◆ EXERCISE ◆
Retype each entry below exactly as it stands.

╭──

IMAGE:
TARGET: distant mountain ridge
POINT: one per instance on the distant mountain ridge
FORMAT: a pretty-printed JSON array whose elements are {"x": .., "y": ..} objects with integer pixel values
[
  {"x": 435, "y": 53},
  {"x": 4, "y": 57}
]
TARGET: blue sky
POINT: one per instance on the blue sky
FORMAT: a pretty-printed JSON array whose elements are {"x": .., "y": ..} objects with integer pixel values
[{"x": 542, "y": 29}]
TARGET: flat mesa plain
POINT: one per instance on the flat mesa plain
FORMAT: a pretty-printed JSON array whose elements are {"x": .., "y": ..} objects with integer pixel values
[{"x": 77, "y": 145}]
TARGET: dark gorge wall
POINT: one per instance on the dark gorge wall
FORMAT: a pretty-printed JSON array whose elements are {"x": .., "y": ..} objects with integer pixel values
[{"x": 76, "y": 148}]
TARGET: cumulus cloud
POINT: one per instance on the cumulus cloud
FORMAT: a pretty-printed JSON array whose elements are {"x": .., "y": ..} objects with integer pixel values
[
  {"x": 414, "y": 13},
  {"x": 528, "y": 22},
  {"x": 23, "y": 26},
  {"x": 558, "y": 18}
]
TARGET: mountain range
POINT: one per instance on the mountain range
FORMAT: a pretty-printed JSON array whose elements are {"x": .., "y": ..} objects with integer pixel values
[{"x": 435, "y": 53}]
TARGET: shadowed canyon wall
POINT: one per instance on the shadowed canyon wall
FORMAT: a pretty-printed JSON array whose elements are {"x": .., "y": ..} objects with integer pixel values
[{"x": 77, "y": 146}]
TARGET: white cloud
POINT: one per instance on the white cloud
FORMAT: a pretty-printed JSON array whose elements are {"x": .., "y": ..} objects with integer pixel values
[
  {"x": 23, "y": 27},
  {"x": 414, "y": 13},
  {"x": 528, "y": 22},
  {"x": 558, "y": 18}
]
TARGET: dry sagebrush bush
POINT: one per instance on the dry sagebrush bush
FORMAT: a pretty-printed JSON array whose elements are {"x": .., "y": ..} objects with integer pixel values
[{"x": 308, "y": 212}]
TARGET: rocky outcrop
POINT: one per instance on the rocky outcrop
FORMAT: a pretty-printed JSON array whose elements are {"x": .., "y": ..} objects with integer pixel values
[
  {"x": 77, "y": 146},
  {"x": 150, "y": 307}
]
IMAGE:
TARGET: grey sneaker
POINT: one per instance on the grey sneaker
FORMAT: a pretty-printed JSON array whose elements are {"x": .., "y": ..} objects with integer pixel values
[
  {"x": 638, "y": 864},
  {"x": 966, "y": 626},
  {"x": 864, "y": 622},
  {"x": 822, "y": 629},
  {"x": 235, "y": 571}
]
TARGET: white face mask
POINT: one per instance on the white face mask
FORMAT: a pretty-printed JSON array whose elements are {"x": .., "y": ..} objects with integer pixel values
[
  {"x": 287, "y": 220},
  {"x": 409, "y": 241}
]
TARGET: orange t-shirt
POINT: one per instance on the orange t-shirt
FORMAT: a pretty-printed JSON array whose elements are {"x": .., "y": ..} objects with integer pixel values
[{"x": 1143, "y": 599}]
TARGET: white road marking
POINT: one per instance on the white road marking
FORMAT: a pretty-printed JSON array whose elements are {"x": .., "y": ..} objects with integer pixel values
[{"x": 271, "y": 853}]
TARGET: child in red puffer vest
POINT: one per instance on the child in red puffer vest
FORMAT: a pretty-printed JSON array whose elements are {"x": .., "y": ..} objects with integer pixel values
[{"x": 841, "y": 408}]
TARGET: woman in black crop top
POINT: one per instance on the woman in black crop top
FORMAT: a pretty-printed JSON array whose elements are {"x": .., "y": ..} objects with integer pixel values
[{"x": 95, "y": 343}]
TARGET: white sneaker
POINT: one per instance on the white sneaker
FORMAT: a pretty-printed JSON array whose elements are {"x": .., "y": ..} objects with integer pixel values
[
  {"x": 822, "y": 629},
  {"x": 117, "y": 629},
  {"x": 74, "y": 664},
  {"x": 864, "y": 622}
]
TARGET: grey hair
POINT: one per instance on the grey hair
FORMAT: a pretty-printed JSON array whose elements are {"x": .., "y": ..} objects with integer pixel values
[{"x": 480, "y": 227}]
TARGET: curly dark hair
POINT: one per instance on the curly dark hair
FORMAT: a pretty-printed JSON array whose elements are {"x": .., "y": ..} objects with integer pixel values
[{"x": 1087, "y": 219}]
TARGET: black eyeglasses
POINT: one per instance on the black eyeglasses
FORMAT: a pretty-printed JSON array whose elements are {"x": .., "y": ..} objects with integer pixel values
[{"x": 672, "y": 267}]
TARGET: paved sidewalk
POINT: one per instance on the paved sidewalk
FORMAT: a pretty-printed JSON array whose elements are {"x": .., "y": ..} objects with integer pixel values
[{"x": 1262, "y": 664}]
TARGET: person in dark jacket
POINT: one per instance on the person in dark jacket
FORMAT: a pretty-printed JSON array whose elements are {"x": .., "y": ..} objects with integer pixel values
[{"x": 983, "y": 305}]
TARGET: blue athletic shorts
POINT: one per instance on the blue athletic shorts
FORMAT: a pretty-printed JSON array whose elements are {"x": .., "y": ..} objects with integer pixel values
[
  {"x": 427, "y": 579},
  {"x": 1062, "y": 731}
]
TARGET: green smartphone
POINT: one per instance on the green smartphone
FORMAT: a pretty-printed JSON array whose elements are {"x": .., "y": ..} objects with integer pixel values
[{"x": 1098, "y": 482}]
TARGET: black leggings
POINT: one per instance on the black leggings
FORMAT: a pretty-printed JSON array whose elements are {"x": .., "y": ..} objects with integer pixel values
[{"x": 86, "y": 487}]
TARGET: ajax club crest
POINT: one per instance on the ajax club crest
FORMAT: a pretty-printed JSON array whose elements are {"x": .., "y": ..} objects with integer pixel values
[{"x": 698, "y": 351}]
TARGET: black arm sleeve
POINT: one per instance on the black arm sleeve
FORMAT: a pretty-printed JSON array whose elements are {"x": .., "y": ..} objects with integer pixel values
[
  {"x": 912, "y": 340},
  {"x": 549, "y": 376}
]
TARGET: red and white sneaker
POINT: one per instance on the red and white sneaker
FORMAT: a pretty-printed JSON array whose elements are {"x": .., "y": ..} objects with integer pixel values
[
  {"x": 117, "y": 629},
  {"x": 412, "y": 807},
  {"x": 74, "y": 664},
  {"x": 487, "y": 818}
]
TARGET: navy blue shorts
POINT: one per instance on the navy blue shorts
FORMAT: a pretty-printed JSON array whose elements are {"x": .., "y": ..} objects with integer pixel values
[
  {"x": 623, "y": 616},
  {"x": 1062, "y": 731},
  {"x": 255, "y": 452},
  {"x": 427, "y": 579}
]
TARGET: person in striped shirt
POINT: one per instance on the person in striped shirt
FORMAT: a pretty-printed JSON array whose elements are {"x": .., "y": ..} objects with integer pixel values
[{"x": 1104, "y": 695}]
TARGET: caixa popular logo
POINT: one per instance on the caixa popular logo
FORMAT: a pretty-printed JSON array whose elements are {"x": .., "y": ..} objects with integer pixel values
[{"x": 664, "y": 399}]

╰──

◆ RESULT FOR THIS EXERCISE ◆
IMAGE:
TARGET: distant mountain ridge
POINT: one per instance on the distant mountain ridge
FORMAT: a pretty-printed JSON array whose elements are {"x": .., "y": ..} objects with integer pixel values
[
  {"x": 435, "y": 53},
  {"x": 4, "y": 57}
]
TARGET: blue sky
POINT: one per instance on the blue sky
FORMAT: a pretty-printed JSON array whose elements are {"x": .., "y": ..} objects with integer pixel values
[{"x": 542, "y": 29}]
TARGET: flat mesa plain
POINT: one per instance on the flat mesa plain
FORMAT: a pretty-printed JSON array whose elements are {"x": .., "y": ..} objects with integer pixel values
[{"x": 77, "y": 145}]
TARGET: dark gorge wall
POINT: one per instance on the dark gorge wall
FORMAT: a pretty-printed JSON array whose elements are {"x": .., "y": ..} objects with integer pixel values
[{"x": 76, "y": 148}]
TARGET: cumulus cloud
POINT: one per instance on the cumulus cloud
FORMAT: a pretty-printed JSON array whose elements are {"x": .., "y": ..} objects with integer pixel values
[
  {"x": 414, "y": 13},
  {"x": 528, "y": 22},
  {"x": 23, "y": 26},
  {"x": 558, "y": 18}
]
TARGET: mountain range
POINT: one per instance on the mountain range
FORMAT: a pretty-printed JSON array whose elements are {"x": .., "y": ..} objects with integer pixel values
[{"x": 435, "y": 53}]
TARGET: shadowed canyon wall
POINT: one per instance on the shadowed canyon wall
FORMAT: a pretty-printed JSON array whose elements are {"x": .., "y": ..} objects with integer pixel values
[{"x": 77, "y": 146}]
TARGET: white cloud
POINT: one per instance on the white cloud
FORMAT: a pretty-printed JSON array whose elements are {"x": .., "y": ..} objects with integer pixel values
[
  {"x": 23, "y": 27},
  {"x": 414, "y": 13},
  {"x": 528, "y": 22},
  {"x": 558, "y": 18}
]
TARGET: dry sagebrush bush
POINT: one per instance on the dry sagebrush bush
FORMAT: a pretty-printed JSON array whose elements are {"x": .., "y": ..} objects with integer pixel values
[{"x": 308, "y": 212}]
TARGET: rocky outcrop
POINT: one per instance on the rocky outcrop
FORMAT: a pretty-printed JSON array whose elements are {"x": .., "y": ..} objects with integer pixel values
[
  {"x": 77, "y": 146},
  {"x": 150, "y": 307}
]
IMAGE:
TARGET: grey sneaker
POINT: one per instance on the grey sneaker
FORMAT: a pretty-printed JSON array whose elements are {"x": .., "y": ..} objects with integer pixel values
[
  {"x": 638, "y": 864},
  {"x": 966, "y": 626},
  {"x": 864, "y": 622},
  {"x": 822, "y": 629},
  {"x": 235, "y": 571}
]
TARGET: white face mask
POINT: one per instance on the white face mask
FORMAT: a pretty-printed JSON array whose elements are {"x": .., "y": ..} objects with integer pixel values
[
  {"x": 287, "y": 220},
  {"x": 409, "y": 241}
]
TARGET: orange t-shirt
POINT: one per instance on the orange t-shirt
FORMAT: a pretty-printed JSON array whose elements are {"x": .., "y": ..} objects with integer pixel values
[{"x": 1143, "y": 599}]
TARGET: white road marking
POINT: one per instance on the white road marking
FORMAT: a pretty-printed JSON array whose elements are {"x": .., "y": ..} objects with integer pixel values
[{"x": 271, "y": 853}]
TARGET: child in red puffer vest
POINT: one per instance on the child in red puffer vest
FORMAT: a pretty-printed JSON array whose elements are {"x": .., "y": ..} objects with integer pixel values
[{"x": 841, "y": 408}]
TARGET: woman in black crop top
POINT: one per instance on the woman in black crop top
FORMAT: a pretty-printed JSON array whose elements are {"x": .., "y": ..} objects with integer pixel values
[{"x": 95, "y": 343}]
TARGET: white sneaker
POINT: one per instance on the white sneaker
FORMAT: a pretty-printed JSON array whose elements are {"x": .., "y": ..} objects with integer pixel values
[
  {"x": 822, "y": 629},
  {"x": 117, "y": 629},
  {"x": 74, "y": 664},
  {"x": 864, "y": 622}
]
TARGET: grey hair
POINT: one per instance on the grey hair
FORMAT: a pretty-printed JSON array whose elements are {"x": .., "y": ..} objects with integer pixel values
[{"x": 480, "y": 227}]
TARGET: curly dark hair
POINT: one per instance on the curly dark hair
FORMAT: a pretty-printed JSON array whose elements are {"x": .., "y": ..} objects with integer pixel values
[{"x": 1087, "y": 219}]
TARGET: black eyeglasses
POINT: one per instance on the black eyeglasses
FORMAT: a pretty-printed JSON array whose elements are {"x": .., "y": ..} objects with integer pixel values
[{"x": 672, "y": 267}]
TARGET: paved sidewalk
POINT: one per instance on the paved sidewalk
FORMAT: a pretty-printed JSON array whose elements are {"x": .., "y": ..} objects with integer pixel values
[{"x": 1262, "y": 664}]
TARGET: person in dark jacket
POINT: one per instance on the person in dark jacket
FORMAT: a pretty-printed JSON array whose elements are {"x": .., "y": ..} objects with integer pixel values
[{"x": 983, "y": 305}]
TARGET: blue athletic shorts
POINT: one per instance on the blue athletic shorts
FORMAT: a pretty-printed JSON array whose elements are {"x": .., "y": ..} objects with integer pixel values
[
  {"x": 427, "y": 579},
  {"x": 1062, "y": 731}
]
TARGET: green smartphone
POINT: one per instance on the green smartphone
FORMAT: a pretty-printed JSON array whose elements are {"x": .., "y": ..} objects with integer pixel values
[{"x": 1098, "y": 482}]
TARGET: black leggings
POINT: one per instance on the black leggings
FORMAT: a pretty-printed JSON array whose elements are {"x": .., "y": ..} objects with integer pixel values
[{"x": 86, "y": 487}]
TARGET: ajax club crest
POINT: one per instance on the ajax club crest
FORMAT: a pretty-printed JSON array whose elements are {"x": .., "y": ..} objects with integer pixel values
[{"x": 698, "y": 351}]
TARGET: black arm sleeve
POINT: one per instance on the black arm sleeve
FORMAT: a pretty-printed JSON array whose elements are {"x": .., "y": ..} objects with integer pixel values
[
  {"x": 912, "y": 340},
  {"x": 549, "y": 376}
]
TARGET: red and white sneaker
POINT: one per instance on the red and white sneaker
FORMAT: a pretty-printed JSON array whose elements are {"x": .., "y": ..} objects with integer pixel values
[
  {"x": 117, "y": 629},
  {"x": 412, "y": 807},
  {"x": 74, "y": 664},
  {"x": 487, "y": 818}
]
TARGET: navy blue shorts
POINT: one per instance on the navy blue shorts
FORMAT: a pretty-printed JSON array whose elements are {"x": .., "y": ..} objects with integer pixel values
[
  {"x": 623, "y": 616},
  {"x": 1062, "y": 731},
  {"x": 255, "y": 452},
  {"x": 427, "y": 579}
]
TARGET: person in striped shirt
POINT: one per instance on the person in striped shirt
FORMAT: a pretty-printed JSON array whose elements are {"x": .., "y": ..} objects with integer pixel values
[{"x": 1104, "y": 695}]
TARGET: caixa popular logo
POINT: one per instance on the caixa popular logo
FORMAT: a pretty-printed JSON array whose elements are {"x": .., "y": ..} objects with integer pixel values
[{"x": 664, "y": 399}]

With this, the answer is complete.